In a subgroup analysis of the STAMPEDE study [ClinicalTrials.gov identifier: NCT00268476], 915 patients with non-metastatic (N0M0 and N+M0) PC received SOC alone (ADT for 2+ years with or without radiotherapy) or SOC with abiraterone. In patients with N0M0 disease, abiraterone improved the 3-year failure-free survival (FFS) (98% versus 80%; HR: 0.14; 95% CI: 0.07–0.30).34 In the phase II, proof-of-concept, open-label, single-arm IMAAGEN study in 131 men with high-risk (PSA ⩾10 ng/ml or PSA doubling time ⩽10 months) nmCRPC, treatment with abiraterone acetate (1000 mg) and prednisolone (5 mg) (28-day cycles; median follow up 40.0 months) demonstrated a significantly higher PSA response rate during cycles 1–6, with 86.9% and 59.8% patients achieving ⩾50% and ⩾90% reductions in PSA. Median time to PSA progression was 28.7 months (95% CI: 21.2–38.2) and the median time to radiological PFS was not reached (estimated to be 41.4 months, 95% CI: 27.6–NE, by sensitivity analysis, n = 15). AEs, Grade ⩾3 AEs, and SAEs were reported in 96.2%, 61.1%, and 43.5% of patients, respectively.35 However, there is no statistically significant improvement in long-term outcomes, such as OS, to support routine use of abiraterone for non-metastatic PC, and it is not supported by the National Comprehensive Cancer Network (NCCN) guidelines.36

Monitoring of abiraterone therapy

Patients receiving abiraterone should undergo careful clinical monitoring. It is usually recommended that patients undergo routine blood tests, including electrolytes and renal function tests, every 2–4 weeks initially and periodically thereafter. Liver function tests may be done every 2 weeks for the initial 3 months, every 4 weeks for 6 months, and as needed thereafter. Cardiac investigations, including echocardiography and biomarkers, may not be done routinely unless history is suggestive of cardiac risk factors in a patient. Frequent imaging (every 3 months) may not be necessary in patients without clinical signs of disease or PSA progression. It may be a rational choice to limit imaging to symptomatic patients. Close monitoring of PSA levels (every 3 weeks to 3 months) may be desirable to guide treatment in mCRPC.29

Consensus: All panellists agree that abiraterone or enzalutamide be recommended as first-line therapy for symptomatic chemotherapy naïve mCRPC patients. All panellists preferred abiraterone to enzalutamide as first-line treatment in patients with mCRPC. A majority (66.7%) also recommended abiraterone or enzalutamide as first-line therapy for symptomatic chemotherapy naïve mCRPC patients with “visceral metastases”.

A majority of the panel (84.62%) did not support the use of abiraterone in N0M0 PC with very high-risk features like Gleason score of 8–10 and very high PSA value.

▶ **Task instructions**:
a. Using the passage on abiraterone in prostate cancer, decide whether each statement agrees with it. Answer yes or no for each and quote the deciding words.
(i) The IMAAGEN study enrolled 131 men.
(ii) Cardiac investigations are advised as a routine step for every patient taking abiraterone.
(iii) All panellists preferred enzalutamide to abiraterone as first-line treatment in mCRPC.
b. Carry on the passage on abiraterone in prostate cancer from its last sentence.
You can set the records aside.

▶ **Data excerpts**:

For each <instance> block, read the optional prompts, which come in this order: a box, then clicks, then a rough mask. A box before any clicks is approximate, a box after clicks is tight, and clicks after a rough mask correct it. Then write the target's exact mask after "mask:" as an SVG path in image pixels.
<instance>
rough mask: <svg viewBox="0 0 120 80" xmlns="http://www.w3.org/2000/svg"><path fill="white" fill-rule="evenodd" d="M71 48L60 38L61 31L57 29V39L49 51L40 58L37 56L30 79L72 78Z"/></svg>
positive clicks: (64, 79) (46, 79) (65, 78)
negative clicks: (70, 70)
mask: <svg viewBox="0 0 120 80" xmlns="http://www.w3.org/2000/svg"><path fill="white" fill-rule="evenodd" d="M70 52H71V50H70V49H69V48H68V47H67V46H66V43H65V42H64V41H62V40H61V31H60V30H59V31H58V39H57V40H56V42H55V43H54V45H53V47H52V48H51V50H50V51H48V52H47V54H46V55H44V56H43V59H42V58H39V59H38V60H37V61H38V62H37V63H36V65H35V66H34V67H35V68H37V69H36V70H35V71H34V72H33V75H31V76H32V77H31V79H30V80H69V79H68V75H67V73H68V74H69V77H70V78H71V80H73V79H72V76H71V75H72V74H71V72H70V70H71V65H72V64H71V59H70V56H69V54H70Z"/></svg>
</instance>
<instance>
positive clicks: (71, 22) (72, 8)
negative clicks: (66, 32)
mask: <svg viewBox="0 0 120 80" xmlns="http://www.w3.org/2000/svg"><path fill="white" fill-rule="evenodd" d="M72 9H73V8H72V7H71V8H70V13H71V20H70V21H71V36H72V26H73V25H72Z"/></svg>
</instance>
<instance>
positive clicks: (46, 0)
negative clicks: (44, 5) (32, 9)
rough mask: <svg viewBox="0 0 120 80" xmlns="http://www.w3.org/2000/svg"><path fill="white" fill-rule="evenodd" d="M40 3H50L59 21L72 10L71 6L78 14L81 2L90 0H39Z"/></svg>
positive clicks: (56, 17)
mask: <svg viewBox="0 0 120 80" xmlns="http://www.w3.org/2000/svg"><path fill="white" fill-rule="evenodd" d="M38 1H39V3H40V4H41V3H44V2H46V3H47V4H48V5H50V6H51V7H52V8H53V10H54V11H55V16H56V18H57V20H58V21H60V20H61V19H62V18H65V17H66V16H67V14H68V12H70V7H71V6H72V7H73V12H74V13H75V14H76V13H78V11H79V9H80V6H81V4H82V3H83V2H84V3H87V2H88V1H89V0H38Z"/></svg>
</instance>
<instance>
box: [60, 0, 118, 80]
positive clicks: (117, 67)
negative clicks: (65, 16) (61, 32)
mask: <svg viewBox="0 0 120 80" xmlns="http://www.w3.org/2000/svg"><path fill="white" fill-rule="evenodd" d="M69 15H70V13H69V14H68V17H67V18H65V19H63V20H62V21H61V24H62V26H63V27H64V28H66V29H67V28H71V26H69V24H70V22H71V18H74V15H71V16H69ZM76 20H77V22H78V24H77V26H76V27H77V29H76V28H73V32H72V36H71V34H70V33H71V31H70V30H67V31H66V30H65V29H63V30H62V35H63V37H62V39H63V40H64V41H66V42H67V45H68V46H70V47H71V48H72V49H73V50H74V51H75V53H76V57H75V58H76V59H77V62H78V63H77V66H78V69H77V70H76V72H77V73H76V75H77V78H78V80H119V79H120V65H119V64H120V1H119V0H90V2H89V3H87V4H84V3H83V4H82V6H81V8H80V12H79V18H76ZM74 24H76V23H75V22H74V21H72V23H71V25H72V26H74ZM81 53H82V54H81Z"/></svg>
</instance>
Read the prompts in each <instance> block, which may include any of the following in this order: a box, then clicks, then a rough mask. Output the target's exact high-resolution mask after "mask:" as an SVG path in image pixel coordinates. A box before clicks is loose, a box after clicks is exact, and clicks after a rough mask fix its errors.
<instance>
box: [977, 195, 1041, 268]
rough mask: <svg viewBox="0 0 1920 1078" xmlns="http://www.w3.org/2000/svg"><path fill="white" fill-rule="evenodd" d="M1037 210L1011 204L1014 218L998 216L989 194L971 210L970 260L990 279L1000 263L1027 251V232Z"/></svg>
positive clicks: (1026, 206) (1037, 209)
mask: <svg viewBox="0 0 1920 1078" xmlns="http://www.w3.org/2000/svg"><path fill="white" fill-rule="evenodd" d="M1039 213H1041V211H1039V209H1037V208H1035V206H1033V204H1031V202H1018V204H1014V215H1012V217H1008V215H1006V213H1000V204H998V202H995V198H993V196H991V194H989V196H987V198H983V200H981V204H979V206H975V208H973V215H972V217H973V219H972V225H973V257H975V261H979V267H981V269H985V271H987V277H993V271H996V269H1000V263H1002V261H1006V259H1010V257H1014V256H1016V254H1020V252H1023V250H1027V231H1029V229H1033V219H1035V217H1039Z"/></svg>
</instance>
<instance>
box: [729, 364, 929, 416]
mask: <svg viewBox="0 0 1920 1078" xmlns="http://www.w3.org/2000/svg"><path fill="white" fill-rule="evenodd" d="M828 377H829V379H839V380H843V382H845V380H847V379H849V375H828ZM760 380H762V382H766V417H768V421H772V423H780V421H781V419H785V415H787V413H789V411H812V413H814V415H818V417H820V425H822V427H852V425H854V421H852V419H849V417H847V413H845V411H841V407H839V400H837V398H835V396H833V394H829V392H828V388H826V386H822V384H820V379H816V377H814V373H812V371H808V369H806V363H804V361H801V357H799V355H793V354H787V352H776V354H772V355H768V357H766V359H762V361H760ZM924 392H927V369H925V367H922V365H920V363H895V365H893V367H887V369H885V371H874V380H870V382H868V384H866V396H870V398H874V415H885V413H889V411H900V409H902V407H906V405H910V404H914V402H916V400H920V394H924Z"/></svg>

▶ **Answers in order**:
a.
(i) Yes: "IMAAGEN study in 131 men"
(ii) No: "Cardiac investigations, including echocardiography and biomarkers, may not be done routinely unless history is suggestive of cardiac risk factors in a patient."
(iii) No: "All panellists preferred abiraterone to enzalutamide as first-line treatment in patients with mCRPC."

b.
Low dose abiraterone

Abiraterone is the first-line medication prescribed most widely for CRPC.37 Registration studies for abiraterone have been conducted in fasting state though early clinical experience showed increased drug exposure when administered with food.37,38 Further, higher drug concentrations have been achieved with higher fat content in food.39 In a randomized phase II study in men with mCRPC (n = 72), when administered with low-fat breakfast, low-dose AA was noninferior to the standard dosing with respect to PSA response (⩾50%) rate at 12 weeks (58% and 50% in the low and standard dosing groups, respectively) and median PFS (9 months in both groups).40 However, these data may not be taken as conclusive for cost effectiveness for low dose abiraterone due to the limited sample size, lack of long-term outcomes and pharmacokinetics evaluation, and reasonably low PFS when compared with the landmark study.26,41 Nevertheless, this strategy could be considered in regions of limited resources without access to fasting full dose of abiraterone.

Consensus: A majority of the panel (69.2%) agreed to a scientific rationale for use of low dose abiraterone with food in mCRPC (abiraterone 250 mg per day taken either concomitantly or within 30 min of a conventional low-fat breakfast).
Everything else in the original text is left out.